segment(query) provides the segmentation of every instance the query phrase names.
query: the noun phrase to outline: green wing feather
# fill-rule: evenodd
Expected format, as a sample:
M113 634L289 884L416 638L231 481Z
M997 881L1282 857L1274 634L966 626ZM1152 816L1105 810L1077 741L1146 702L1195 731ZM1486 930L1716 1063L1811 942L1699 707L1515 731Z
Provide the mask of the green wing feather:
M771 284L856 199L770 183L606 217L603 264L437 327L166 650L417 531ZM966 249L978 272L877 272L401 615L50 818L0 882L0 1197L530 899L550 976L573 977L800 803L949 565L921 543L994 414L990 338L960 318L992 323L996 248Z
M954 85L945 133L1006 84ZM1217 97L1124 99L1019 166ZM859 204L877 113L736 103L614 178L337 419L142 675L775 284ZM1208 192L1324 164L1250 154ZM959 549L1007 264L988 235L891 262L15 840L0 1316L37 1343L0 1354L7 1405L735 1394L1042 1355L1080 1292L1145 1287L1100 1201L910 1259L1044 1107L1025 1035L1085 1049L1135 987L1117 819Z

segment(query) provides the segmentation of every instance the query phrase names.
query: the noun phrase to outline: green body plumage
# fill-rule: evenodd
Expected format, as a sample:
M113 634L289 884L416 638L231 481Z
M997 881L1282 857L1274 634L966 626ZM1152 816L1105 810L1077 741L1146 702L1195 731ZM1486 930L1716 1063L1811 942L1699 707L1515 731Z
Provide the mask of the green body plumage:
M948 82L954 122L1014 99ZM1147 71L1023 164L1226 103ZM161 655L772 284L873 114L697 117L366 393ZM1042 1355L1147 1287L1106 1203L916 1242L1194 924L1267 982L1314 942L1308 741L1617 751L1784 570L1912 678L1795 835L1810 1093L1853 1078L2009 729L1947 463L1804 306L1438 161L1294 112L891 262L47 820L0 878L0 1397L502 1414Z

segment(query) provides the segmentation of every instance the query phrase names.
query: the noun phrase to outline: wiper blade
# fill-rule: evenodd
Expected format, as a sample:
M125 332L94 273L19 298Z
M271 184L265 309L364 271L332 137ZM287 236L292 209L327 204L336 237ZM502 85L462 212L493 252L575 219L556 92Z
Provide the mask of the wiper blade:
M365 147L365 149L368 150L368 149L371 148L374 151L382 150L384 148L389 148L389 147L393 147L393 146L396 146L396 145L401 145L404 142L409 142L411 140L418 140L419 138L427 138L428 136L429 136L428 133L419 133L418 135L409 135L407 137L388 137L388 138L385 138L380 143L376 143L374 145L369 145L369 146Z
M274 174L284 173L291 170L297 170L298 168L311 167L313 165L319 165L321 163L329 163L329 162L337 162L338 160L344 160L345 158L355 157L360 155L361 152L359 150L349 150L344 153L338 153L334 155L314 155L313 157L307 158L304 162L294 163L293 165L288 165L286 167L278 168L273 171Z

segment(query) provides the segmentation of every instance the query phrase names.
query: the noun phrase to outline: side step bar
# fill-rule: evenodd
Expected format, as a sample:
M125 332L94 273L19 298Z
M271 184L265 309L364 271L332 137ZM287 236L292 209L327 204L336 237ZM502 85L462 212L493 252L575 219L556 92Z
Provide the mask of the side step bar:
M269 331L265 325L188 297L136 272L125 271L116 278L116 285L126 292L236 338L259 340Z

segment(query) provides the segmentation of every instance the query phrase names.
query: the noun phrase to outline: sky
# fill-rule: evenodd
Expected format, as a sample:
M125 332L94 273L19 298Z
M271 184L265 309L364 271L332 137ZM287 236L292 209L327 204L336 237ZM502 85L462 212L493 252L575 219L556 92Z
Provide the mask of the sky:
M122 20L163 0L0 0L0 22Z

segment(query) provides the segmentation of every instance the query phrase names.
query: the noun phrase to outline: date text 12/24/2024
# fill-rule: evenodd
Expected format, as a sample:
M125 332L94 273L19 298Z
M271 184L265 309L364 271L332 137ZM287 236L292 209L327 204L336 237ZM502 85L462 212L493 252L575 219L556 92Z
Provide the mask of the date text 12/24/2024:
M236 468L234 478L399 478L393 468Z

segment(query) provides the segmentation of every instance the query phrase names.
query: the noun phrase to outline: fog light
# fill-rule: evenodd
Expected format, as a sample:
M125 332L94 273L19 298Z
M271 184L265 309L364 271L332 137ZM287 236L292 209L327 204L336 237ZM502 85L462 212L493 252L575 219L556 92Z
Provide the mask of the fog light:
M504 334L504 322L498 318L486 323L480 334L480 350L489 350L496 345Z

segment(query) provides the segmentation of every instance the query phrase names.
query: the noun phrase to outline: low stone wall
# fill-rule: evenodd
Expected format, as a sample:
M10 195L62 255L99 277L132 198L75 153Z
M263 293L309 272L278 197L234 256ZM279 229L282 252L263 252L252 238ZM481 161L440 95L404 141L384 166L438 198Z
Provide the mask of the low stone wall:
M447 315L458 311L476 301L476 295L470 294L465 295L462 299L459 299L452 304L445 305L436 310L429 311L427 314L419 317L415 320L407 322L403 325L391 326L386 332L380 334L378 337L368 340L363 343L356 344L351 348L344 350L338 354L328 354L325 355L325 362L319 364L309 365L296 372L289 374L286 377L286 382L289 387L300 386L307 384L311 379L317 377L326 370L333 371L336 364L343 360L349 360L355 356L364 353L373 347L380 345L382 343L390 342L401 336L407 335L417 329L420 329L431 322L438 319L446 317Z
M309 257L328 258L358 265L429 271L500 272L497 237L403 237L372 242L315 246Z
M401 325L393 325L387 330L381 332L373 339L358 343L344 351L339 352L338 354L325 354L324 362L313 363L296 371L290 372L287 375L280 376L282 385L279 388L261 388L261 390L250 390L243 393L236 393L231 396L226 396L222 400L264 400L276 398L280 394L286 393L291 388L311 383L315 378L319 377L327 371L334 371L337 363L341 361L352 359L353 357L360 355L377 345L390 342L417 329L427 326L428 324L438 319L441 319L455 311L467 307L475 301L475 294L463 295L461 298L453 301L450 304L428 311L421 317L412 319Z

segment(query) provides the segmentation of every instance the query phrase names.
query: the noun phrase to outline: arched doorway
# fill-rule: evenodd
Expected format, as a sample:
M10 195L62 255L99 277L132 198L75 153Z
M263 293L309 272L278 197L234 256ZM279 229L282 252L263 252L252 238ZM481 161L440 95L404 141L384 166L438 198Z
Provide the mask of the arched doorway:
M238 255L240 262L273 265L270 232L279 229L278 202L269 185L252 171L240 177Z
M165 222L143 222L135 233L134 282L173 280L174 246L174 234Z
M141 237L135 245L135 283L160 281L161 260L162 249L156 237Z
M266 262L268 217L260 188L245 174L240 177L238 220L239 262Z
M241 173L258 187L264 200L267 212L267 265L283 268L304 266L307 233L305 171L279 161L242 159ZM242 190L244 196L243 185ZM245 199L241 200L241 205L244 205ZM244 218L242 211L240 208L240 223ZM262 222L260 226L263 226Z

________________

Each line of the material should be repeated exactly as it reads.

segment(query) provides the segmentation of every instance the query phrase names.
query: the noun phrase to outline: green wing feather
# fill-rule: evenodd
Expected format, as a sample:
M113 634L289 884L416 638L231 481Z
M997 881L1282 857L1274 634L966 626ZM1152 816L1105 810L1077 741L1146 702L1195 731ZM1486 930L1716 1063L1811 942L1699 707L1515 731Z
Provide the mask of the green wing feather:
M771 284L856 199L770 183L606 217L603 264L437 327L166 650L417 531ZM966 249L978 272L877 272L401 615L50 818L0 882L0 1197L530 899L550 976L573 977L800 803L949 565L921 543L994 414L990 338L960 318L992 323L996 248Z
M954 85L945 133L1006 84ZM1217 97L1124 99L1019 166ZM859 204L877 113L736 103L614 178L337 419L142 675L775 284ZM1208 192L1324 164L1250 154ZM959 549L1007 264L988 235L891 262L15 840L0 1316L37 1343L0 1354L7 1405L735 1394L1042 1355L1080 1292L1145 1287L1100 1201L910 1259L1044 1107L1025 1035L1085 1049L1135 987L1117 819Z

segment(query) provides the segmentation of every instance the query phrase names.
query: the noun phrase to outline: green body plumage
# fill-rule: evenodd
Expected format, as a sample:
M113 634L289 884L416 638L231 481Z
M997 881L1282 857L1274 634L966 626ZM1152 816L1105 810L1077 741L1146 702L1195 731ZM1486 930L1716 1063L1811 942L1699 707L1515 731Z
Provide the mask of the green body plumage:
M948 82L954 122L1014 99ZM1147 71L1023 164L1226 103ZM161 655L772 284L873 114L697 117L366 393ZM1042 1355L1147 1287L1106 1203L916 1242L1194 924L1267 982L1314 942L1308 741L1617 751L1784 570L1912 678L1795 835L1810 1093L1853 1078L2009 729L1947 463L1804 306L1438 161L1294 112L891 262L47 820L0 878L0 1397L502 1414Z

segment(query) provides the segmentation of every instance the query phrase names.
query: the noun phrase to outline: wiper blade
# fill-rule: evenodd
Expected format, as a sample:
M125 332L94 273L19 298Z
M271 184L265 309L364 271L332 137ZM287 236L292 209L327 204L336 237ZM502 85L462 212L493 252L575 219L556 92Z
Provide the mask of the wiper blade:
M365 147L365 149L368 150L368 149L371 148L374 151L382 150L384 148L389 148L389 147L393 147L393 146L396 146L396 145L401 145L404 142L409 142L411 140L418 140L419 138L427 138L428 136L429 136L428 133L419 133L418 135L409 135L407 137L388 137L388 138L385 138L380 143L376 143L374 145L369 145L369 146Z
M274 174L284 173L291 170L297 170L298 168L311 167L313 165L319 165L321 163L329 163L329 162L337 162L338 160L344 160L345 158L355 157L360 155L361 152L359 150L349 150L344 153L338 153L334 155L314 155L313 157L307 158L304 162L294 163L293 165L288 165L286 167L278 168L273 171Z

segment(query) provides the segmentation of every instance the query phrase names.
query: the noun phrase to outline: side step bar
# fill-rule: evenodd
Expected format, as a sample:
M125 332L94 273L19 298Z
M271 184L265 309L364 271L332 137ZM287 236L292 209L327 204L336 237ZM502 85L462 212L493 252L575 219L556 92Z
Provide the mask of the side step bar:
M269 331L265 325L188 297L136 272L125 271L116 278L116 285L126 292L236 338L259 340Z

segment(query) provides the segmentation of every instance the query phrase names.
query: the noun phrase to outline: sky
# fill-rule: evenodd
Expected format, as a sample:
M125 332L94 273L19 298Z
M271 184L265 309L364 271L332 137ZM287 236L292 209L327 204L336 237ZM502 85L462 212L493 252L575 219L556 92Z
Provide the mask of the sky:
M122 20L163 0L0 0L0 22Z

segment(query) provides the segmentation of every instance the query phrase names.
query: the noun phrase to outline: date text 12/24/2024
# fill-rule: evenodd
Expected format, as a sample:
M125 332L94 273L19 298Z
M271 184L265 309L364 271L332 137ZM287 236L292 209L327 204L336 237ZM502 85L462 212L493 252L575 219L556 92Z
Provide the mask of the date text 12/24/2024:
M236 468L234 478L399 478L393 468Z

segment(query) provides the segmentation of every instance the query phrase names.
query: the noun phrase to outline: fog light
# fill-rule: evenodd
Expected format, as a sample:
M125 332L94 273L19 298Z
M271 184L265 309L364 271L332 137ZM287 236L292 209L327 204L336 237ZM502 85L462 212L493 252L575 219L556 92Z
Provide the mask of the fog light:
M504 334L504 322L498 318L486 323L480 334L480 350L489 350L496 345Z

segment(query) provides the segmentation of every instance the query phrase names.
query: the noun phrase to outline: low stone wall
# fill-rule: evenodd
Expected format, as a sample:
M10 195L62 255L99 277L132 198L75 153Z
M263 293L309 272L278 197L234 256ZM279 229L282 252L263 252L252 238ZM481 161L440 95L404 141L384 166L438 198Z
Provide the mask of the low stone wall:
M447 315L458 311L476 301L476 295L470 294L465 295L462 299L459 299L452 304L445 305L436 310L429 311L427 314L419 317L415 320L407 322L403 325L391 326L386 332L380 334L378 337L368 340L363 343L356 344L351 348L344 350L338 354L328 354L325 355L325 362L319 364L309 365L296 372L289 374L286 377L286 382L289 387L300 386L307 384L311 379L317 377L326 370L333 371L336 364L343 360L349 360L355 356L364 353L373 347L380 345L382 343L390 342L401 336L407 335L417 329L420 329L431 322L438 319L446 317Z
M309 257L328 258L358 265L429 271L500 272L497 237L403 237L372 242L315 246Z
M401 325L393 325L387 330L381 332L373 339L358 343L344 351L339 352L338 354L325 354L324 362L313 363L296 371L290 372L287 375L280 376L282 385L279 388L261 388L261 390L250 390L243 393L236 393L231 396L226 396L222 400L264 400L276 398L280 394L286 393L291 388L311 383L315 378L319 377L327 371L334 371L337 363L341 361L352 359L353 357L360 355L377 345L390 342L417 329L427 326L428 324L438 319L441 319L455 311L467 307L475 301L475 294L463 295L461 298L453 301L450 304L428 311L421 317L412 319Z

segment(query) provides the segmentation of every instance the query phrase names.
query: the noun phrase to outline: arched doorway
# fill-rule: evenodd
Expected format, as a sample:
M10 195L62 255L99 277L132 198L75 153Z
M263 293L309 272L278 197L234 256ZM279 229L282 252L263 252L252 238ZM481 161L440 95L404 141L384 166L438 198Z
Provide the mask of the arched doorway:
M238 255L240 262L273 265L270 232L279 229L278 202L269 185L252 171L240 177Z
M165 222L143 222L135 233L134 282L173 280L174 246L174 234Z
M141 237L135 245L135 283L160 281L161 260L162 249L156 237Z
M266 262L268 217L260 188L245 174L240 177L238 220L239 262Z
M241 173L258 187L264 200L267 212L267 265L283 268L304 266L307 233L305 171L279 161L242 159ZM242 190L244 196L243 185ZM245 199L241 200L241 205L244 205ZM244 218L242 211L240 208L240 223ZM262 222L260 226L263 226Z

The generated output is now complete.